▶ **PROBLEM STATEMENT**
The required answer is an exact copy of the records below, without pictures.

▶ **DATA TO EXAMINE**
^^^^^^^^^^^^^^^^

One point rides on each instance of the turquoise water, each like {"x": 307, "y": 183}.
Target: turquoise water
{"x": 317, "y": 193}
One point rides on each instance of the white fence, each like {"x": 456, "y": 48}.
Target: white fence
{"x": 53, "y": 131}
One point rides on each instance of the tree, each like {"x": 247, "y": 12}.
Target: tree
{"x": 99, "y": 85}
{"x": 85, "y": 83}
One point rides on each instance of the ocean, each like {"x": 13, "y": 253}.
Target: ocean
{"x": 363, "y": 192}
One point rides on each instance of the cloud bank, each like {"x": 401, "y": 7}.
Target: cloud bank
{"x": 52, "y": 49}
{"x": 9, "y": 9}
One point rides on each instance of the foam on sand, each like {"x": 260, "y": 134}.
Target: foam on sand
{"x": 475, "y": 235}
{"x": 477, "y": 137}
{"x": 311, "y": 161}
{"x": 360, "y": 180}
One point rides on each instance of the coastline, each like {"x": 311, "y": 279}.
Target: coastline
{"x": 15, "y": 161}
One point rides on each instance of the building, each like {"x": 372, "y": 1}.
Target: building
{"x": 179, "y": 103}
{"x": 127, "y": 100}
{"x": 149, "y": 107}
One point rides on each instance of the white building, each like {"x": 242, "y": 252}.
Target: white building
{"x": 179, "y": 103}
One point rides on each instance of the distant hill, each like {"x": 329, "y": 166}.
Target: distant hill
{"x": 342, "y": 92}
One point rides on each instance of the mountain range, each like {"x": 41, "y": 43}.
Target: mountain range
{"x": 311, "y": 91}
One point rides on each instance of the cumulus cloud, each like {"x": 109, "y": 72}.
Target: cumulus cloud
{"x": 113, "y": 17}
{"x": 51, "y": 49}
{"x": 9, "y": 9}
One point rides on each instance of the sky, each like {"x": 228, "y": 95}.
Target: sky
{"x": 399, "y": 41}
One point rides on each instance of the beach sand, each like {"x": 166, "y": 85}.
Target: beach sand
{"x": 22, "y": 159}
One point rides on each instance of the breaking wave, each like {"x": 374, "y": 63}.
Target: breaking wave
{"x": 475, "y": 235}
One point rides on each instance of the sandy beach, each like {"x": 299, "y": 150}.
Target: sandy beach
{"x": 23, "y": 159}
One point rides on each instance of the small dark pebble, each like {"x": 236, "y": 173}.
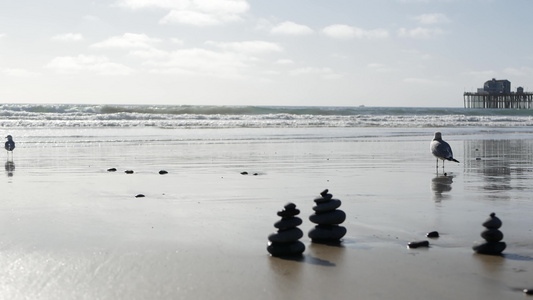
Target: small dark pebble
{"x": 433, "y": 234}
{"x": 418, "y": 244}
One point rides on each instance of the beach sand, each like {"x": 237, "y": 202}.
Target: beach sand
{"x": 72, "y": 230}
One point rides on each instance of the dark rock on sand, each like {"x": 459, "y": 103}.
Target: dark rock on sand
{"x": 418, "y": 244}
{"x": 285, "y": 242}
{"x": 433, "y": 234}
{"x": 327, "y": 217}
{"x": 492, "y": 236}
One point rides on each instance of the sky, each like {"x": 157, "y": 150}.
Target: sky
{"x": 408, "y": 53}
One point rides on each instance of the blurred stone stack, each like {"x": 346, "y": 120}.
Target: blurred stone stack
{"x": 492, "y": 236}
{"x": 327, "y": 217}
{"x": 286, "y": 242}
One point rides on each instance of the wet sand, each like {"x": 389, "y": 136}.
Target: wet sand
{"x": 72, "y": 230}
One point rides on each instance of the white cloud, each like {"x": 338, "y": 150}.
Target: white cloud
{"x": 177, "y": 41}
{"x": 284, "y": 62}
{"x": 248, "y": 47}
{"x": 198, "y": 61}
{"x": 325, "y": 73}
{"x": 425, "y": 81}
{"x": 432, "y": 18}
{"x": 19, "y": 73}
{"x": 291, "y": 28}
{"x": 91, "y": 18}
{"x": 194, "y": 12}
{"x": 87, "y": 63}
{"x": 128, "y": 40}
{"x": 191, "y": 18}
{"x": 484, "y": 74}
{"x": 341, "y": 31}
{"x": 420, "y": 32}
{"x": 523, "y": 71}
{"x": 381, "y": 68}
{"x": 149, "y": 53}
{"x": 68, "y": 37}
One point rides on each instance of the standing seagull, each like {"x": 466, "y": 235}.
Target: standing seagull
{"x": 441, "y": 150}
{"x": 10, "y": 144}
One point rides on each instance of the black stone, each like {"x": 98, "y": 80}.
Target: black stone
{"x": 328, "y": 218}
{"x": 492, "y": 236}
{"x": 285, "y": 242}
{"x": 327, "y": 206}
{"x": 492, "y": 222}
{"x": 289, "y": 211}
{"x": 433, "y": 234}
{"x": 418, "y": 244}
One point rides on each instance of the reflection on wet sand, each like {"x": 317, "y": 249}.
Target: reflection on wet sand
{"x": 502, "y": 164}
{"x": 440, "y": 185}
{"x": 10, "y": 168}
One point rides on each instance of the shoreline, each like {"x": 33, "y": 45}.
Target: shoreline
{"x": 73, "y": 230}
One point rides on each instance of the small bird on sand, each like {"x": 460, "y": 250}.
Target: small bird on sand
{"x": 10, "y": 144}
{"x": 441, "y": 150}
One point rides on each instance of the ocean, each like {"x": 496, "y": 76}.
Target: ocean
{"x": 71, "y": 229}
{"x": 214, "y": 117}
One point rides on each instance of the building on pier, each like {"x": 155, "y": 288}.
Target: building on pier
{"x": 498, "y": 94}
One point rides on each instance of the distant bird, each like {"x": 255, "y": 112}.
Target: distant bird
{"x": 441, "y": 150}
{"x": 10, "y": 144}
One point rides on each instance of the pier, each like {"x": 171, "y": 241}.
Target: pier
{"x": 485, "y": 100}
{"x": 497, "y": 94}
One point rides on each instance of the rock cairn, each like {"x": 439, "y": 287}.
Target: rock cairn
{"x": 492, "y": 236}
{"x": 286, "y": 242}
{"x": 327, "y": 217}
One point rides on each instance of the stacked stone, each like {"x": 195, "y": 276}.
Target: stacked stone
{"x": 492, "y": 236}
{"x": 286, "y": 242}
{"x": 327, "y": 217}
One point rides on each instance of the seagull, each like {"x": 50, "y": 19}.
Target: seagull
{"x": 441, "y": 150}
{"x": 10, "y": 144}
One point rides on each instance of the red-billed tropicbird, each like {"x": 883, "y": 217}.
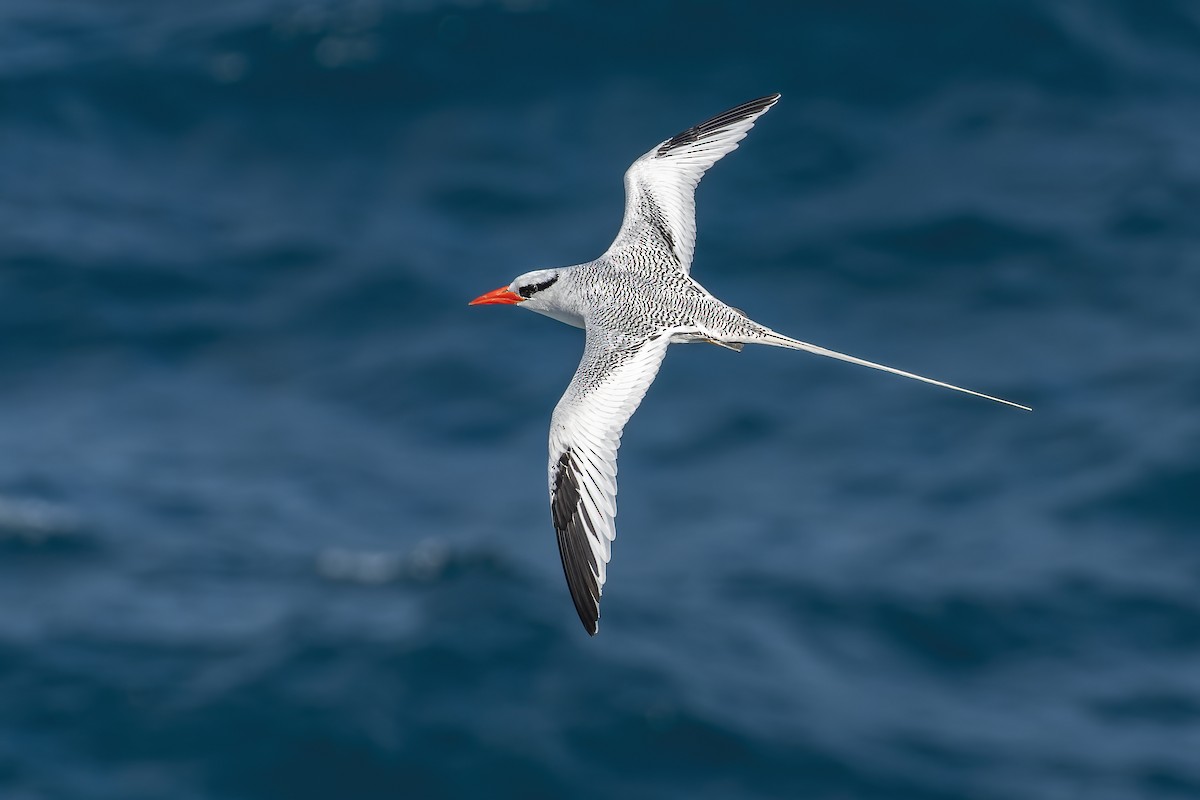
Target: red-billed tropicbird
{"x": 634, "y": 301}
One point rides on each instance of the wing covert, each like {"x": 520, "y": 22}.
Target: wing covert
{"x": 585, "y": 435}
{"x": 660, "y": 187}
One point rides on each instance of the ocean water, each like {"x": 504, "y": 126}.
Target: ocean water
{"x": 273, "y": 515}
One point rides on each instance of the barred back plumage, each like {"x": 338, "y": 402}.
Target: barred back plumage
{"x": 634, "y": 301}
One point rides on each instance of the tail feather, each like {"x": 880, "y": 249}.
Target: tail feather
{"x": 778, "y": 340}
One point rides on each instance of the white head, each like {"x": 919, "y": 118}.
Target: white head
{"x": 539, "y": 290}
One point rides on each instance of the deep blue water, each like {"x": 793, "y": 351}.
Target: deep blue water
{"x": 273, "y": 515}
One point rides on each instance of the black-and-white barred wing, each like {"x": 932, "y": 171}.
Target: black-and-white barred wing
{"x": 585, "y": 434}
{"x": 660, "y": 187}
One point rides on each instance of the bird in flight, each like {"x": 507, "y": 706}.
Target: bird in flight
{"x": 634, "y": 301}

^^^^^^^^^^^^^^^^

▶ **SOLUTION**
One point rides on each instance of the turquoise water, each like {"x": 307, "y": 183}.
Target: turquoise water
{"x": 317, "y": 193}
One point rides on each instance of the white fence, each like {"x": 456, "y": 48}.
Target: white fence
{"x": 53, "y": 131}
One point rides on each instance of the tree, each like {"x": 247, "y": 12}.
Target: tree
{"x": 99, "y": 85}
{"x": 85, "y": 83}
One point rides on each instance of the ocean, each like {"x": 13, "y": 253}.
Target: ocean
{"x": 363, "y": 192}
One point rides on each instance of the cloud bank, each like {"x": 401, "y": 7}.
Target: cloud bank
{"x": 52, "y": 49}
{"x": 9, "y": 9}
One point rides on each instance of the foam on sand, each like {"x": 260, "y": 134}.
Target: foam on sand
{"x": 475, "y": 235}
{"x": 477, "y": 137}
{"x": 311, "y": 161}
{"x": 360, "y": 180}
One point rides on each instance of the coastline, each like {"x": 311, "y": 279}.
Target: coastline
{"x": 15, "y": 161}
One point rides on each instance of the building, each like {"x": 372, "y": 1}.
Target: building
{"x": 179, "y": 103}
{"x": 127, "y": 100}
{"x": 149, "y": 107}
One point rides on each instance of the white building, each like {"x": 242, "y": 252}.
Target: white building
{"x": 179, "y": 103}
One point rides on each instance of the distant hill, each like {"x": 329, "y": 166}.
Target: distant hill
{"x": 342, "y": 92}
One point rides on each instance of the mountain range, each like {"x": 41, "y": 43}.
Target: mountain range
{"x": 311, "y": 91}
One point rides on each instance of the cumulus cloud, each like {"x": 109, "y": 72}.
Target: cumulus cloud
{"x": 113, "y": 17}
{"x": 51, "y": 49}
{"x": 9, "y": 9}
One point rides on each instance of the sky, each like {"x": 228, "y": 95}.
Target: sky
{"x": 399, "y": 41}
One point rides on each instance of the beach sand, each like {"x": 166, "y": 85}.
Target: beach sand
{"x": 22, "y": 159}
One point rides on each instance of the breaking wave, each like {"x": 374, "y": 63}.
Target: breaking wave
{"x": 475, "y": 235}
One point rides on each instance of the sandy beach, each like {"x": 299, "y": 150}.
Target: sandy beach
{"x": 23, "y": 159}
One point rides on each instance of the small dark pebble, each like {"x": 236, "y": 173}.
Target: small dark pebble
{"x": 433, "y": 234}
{"x": 418, "y": 244}
One point rides on each instance of the beach sand, each like {"x": 237, "y": 202}.
Target: beach sand
{"x": 72, "y": 230}
One point rides on each instance of the dark rock on sand, each like {"x": 459, "y": 103}.
Target: dark rock on sand
{"x": 418, "y": 244}
{"x": 285, "y": 242}
{"x": 433, "y": 234}
{"x": 327, "y": 217}
{"x": 492, "y": 236}
One point rides on each instance of the sky, each like {"x": 157, "y": 150}.
Target: sky
{"x": 408, "y": 53}
One point rides on each instance of the blurred stone stack, each like {"x": 346, "y": 120}.
Target: blurred stone stack
{"x": 492, "y": 236}
{"x": 327, "y": 217}
{"x": 286, "y": 242}
One point rides on each instance of the wet sand, each like {"x": 389, "y": 136}.
Target: wet sand
{"x": 72, "y": 230}
One point rides on each instance of the white cloud, each like {"x": 338, "y": 150}.
Target: white cloud
{"x": 177, "y": 41}
{"x": 284, "y": 62}
{"x": 248, "y": 47}
{"x": 198, "y": 61}
{"x": 325, "y": 73}
{"x": 425, "y": 81}
{"x": 432, "y": 18}
{"x": 19, "y": 73}
{"x": 291, "y": 28}
{"x": 91, "y": 18}
{"x": 194, "y": 12}
{"x": 87, "y": 63}
{"x": 128, "y": 40}
{"x": 191, "y": 18}
{"x": 484, "y": 74}
{"x": 341, "y": 31}
{"x": 420, "y": 32}
{"x": 523, "y": 71}
{"x": 381, "y": 68}
{"x": 149, "y": 53}
{"x": 68, "y": 37}
One point rides on each instance of the standing seagull, each like {"x": 466, "y": 235}.
Target: standing seagull
{"x": 441, "y": 150}
{"x": 10, "y": 144}
One point rides on each instance of the black stone, each like {"x": 98, "y": 80}.
Target: black stone
{"x": 328, "y": 218}
{"x": 492, "y": 236}
{"x": 285, "y": 242}
{"x": 327, "y": 206}
{"x": 492, "y": 222}
{"x": 289, "y": 211}
{"x": 433, "y": 234}
{"x": 418, "y": 244}
One point rides on each instance of the reflection on wet sand, each like {"x": 317, "y": 249}.
Target: reflection on wet sand
{"x": 502, "y": 164}
{"x": 440, "y": 185}
{"x": 10, "y": 168}
One point rides on each instance of the shoreline, each like {"x": 33, "y": 45}.
Target: shoreline
{"x": 73, "y": 230}
One point rides on each instance of the small bird on sand, each like {"x": 460, "y": 250}.
Target: small bird on sand
{"x": 10, "y": 144}
{"x": 441, "y": 150}
One point rides on each instance of the ocean, each like {"x": 496, "y": 76}.
Target: ocean
{"x": 71, "y": 229}
{"x": 214, "y": 117}
One point rides on each instance of the building on pier, each like {"x": 155, "y": 288}.
Target: building on pier
{"x": 498, "y": 94}
One point rides on each instance of the distant bird, each like {"x": 255, "y": 112}.
Target: distant bird
{"x": 441, "y": 150}
{"x": 10, "y": 144}
One point rides on each instance of the pier, each like {"x": 171, "y": 241}.
Target: pier
{"x": 485, "y": 100}
{"x": 497, "y": 94}
One point rides on each instance of the rock cairn, each like {"x": 439, "y": 287}.
Target: rock cairn
{"x": 492, "y": 236}
{"x": 286, "y": 242}
{"x": 327, "y": 217}
One point rides on each instance of the stacked stone, each like {"x": 195, "y": 276}.
Target: stacked stone
{"x": 492, "y": 236}
{"x": 286, "y": 242}
{"x": 327, "y": 217}
One point rides on each instance of the seagull, each like {"x": 50, "y": 19}.
Target: seagull
{"x": 441, "y": 150}
{"x": 10, "y": 144}
One point rides on each instance of the red-billed tropicbird, each like {"x": 883, "y": 217}.
Target: red-billed tropicbird
{"x": 634, "y": 301}
One point rides on each instance of the wing covert, each like {"x": 520, "y": 22}.
Target: wing covert
{"x": 585, "y": 435}
{"x": 660, "y": 187}
One point rides on each instance of the ocean water, each like {"x": 504, "y": 126}.
Target: ocean water
{"x": 273, "y": 515}
One point rides on each instance of the barred back plumage, each like {"x": 338, "y": 402}.
Target: barred back plumage
{"x": 634, "y": 301}
One point rides on each instance of the tail feather, each like {"x": 880, "y": 249}.
Target: tail feather
{"x": 778, "y": 340}
One point rides on each instance of the white head, each like {"x": 919, "y": 118}.
Target: white head
{"x": 539, "y": 290}
One point rides on each instance of the deep blue water, each like {"x": 793, "y": 351}.
Target: deep blue water
{"x": 273, "y": 515}
One point rides on each instance of the black-and-white barred wing, each like {"x": 932, "y": 171}.
Target: black-and-white barred wing
{"x": 585, "y": 434}
{"x": 660, "y": 187}
One point rides on each instance of the bird in flight, each like {"x": 507, "y": 706}.
Target: bird in flight
{"x": 634, "y": 301}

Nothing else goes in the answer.